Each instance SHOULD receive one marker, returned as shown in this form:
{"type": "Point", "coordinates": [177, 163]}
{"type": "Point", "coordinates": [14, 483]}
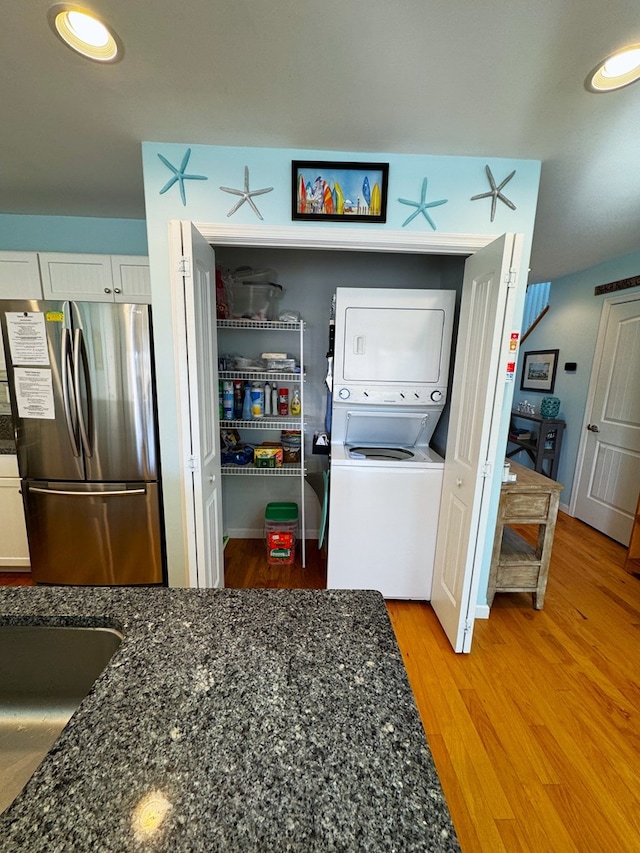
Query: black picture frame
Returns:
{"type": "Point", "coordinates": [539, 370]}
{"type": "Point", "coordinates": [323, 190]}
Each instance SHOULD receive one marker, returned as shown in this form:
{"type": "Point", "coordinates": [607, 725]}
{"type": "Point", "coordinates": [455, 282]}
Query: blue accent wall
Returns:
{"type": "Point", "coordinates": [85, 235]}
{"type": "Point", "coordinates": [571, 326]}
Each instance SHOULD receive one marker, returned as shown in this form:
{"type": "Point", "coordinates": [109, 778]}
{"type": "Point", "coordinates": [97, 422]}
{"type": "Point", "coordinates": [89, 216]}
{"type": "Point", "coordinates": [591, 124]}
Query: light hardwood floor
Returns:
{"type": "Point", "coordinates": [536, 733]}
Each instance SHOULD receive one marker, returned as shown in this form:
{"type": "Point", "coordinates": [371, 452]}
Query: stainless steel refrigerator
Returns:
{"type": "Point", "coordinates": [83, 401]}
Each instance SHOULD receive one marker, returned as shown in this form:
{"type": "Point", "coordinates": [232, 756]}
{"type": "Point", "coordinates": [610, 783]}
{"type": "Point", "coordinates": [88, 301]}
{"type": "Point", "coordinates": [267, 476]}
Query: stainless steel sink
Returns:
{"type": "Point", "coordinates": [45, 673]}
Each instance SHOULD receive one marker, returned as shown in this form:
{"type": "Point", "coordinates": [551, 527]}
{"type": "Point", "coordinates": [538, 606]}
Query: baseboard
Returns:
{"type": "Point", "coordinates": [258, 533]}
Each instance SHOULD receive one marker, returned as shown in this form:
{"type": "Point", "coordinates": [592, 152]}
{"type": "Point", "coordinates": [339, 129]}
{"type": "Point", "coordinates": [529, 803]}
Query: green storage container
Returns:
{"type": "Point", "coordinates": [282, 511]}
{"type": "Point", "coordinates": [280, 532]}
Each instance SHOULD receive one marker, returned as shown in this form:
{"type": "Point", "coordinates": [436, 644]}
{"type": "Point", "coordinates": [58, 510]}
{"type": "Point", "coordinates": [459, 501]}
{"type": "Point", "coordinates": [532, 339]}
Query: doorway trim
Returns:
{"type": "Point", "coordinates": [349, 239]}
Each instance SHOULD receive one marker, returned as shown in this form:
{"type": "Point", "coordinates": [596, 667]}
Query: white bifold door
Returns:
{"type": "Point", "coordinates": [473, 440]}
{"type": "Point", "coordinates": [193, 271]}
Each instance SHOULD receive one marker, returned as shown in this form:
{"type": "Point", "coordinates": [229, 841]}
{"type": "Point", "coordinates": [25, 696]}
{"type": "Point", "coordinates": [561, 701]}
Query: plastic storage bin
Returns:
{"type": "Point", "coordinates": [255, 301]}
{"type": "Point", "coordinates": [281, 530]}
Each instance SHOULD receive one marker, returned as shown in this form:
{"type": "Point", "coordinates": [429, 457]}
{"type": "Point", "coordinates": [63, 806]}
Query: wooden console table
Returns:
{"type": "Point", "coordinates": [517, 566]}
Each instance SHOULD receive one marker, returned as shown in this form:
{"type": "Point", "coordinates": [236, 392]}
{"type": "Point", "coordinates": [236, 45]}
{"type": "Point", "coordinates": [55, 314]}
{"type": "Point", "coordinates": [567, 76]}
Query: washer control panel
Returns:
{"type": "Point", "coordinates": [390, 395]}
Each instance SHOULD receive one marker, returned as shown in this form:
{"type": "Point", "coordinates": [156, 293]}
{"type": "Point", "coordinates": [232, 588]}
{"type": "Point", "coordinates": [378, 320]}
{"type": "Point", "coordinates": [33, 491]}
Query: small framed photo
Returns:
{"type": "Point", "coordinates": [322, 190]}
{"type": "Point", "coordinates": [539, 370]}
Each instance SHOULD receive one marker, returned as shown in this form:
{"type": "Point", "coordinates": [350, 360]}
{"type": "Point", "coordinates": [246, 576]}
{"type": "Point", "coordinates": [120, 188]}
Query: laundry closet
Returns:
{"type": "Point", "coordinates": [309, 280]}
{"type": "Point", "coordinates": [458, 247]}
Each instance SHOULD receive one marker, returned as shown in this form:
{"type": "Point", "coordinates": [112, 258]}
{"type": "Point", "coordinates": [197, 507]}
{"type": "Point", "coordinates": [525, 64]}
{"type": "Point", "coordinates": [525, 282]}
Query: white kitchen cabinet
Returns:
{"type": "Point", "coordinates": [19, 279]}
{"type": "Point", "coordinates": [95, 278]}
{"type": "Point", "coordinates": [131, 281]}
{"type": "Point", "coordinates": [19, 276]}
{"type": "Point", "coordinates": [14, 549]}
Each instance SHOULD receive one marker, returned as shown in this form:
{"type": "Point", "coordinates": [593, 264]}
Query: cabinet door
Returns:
● ● ● ● ● ● ●
All lines above in which the word "white" occurs should be identified and copied.

Query: white bifold door
Query: white kitchen cabinet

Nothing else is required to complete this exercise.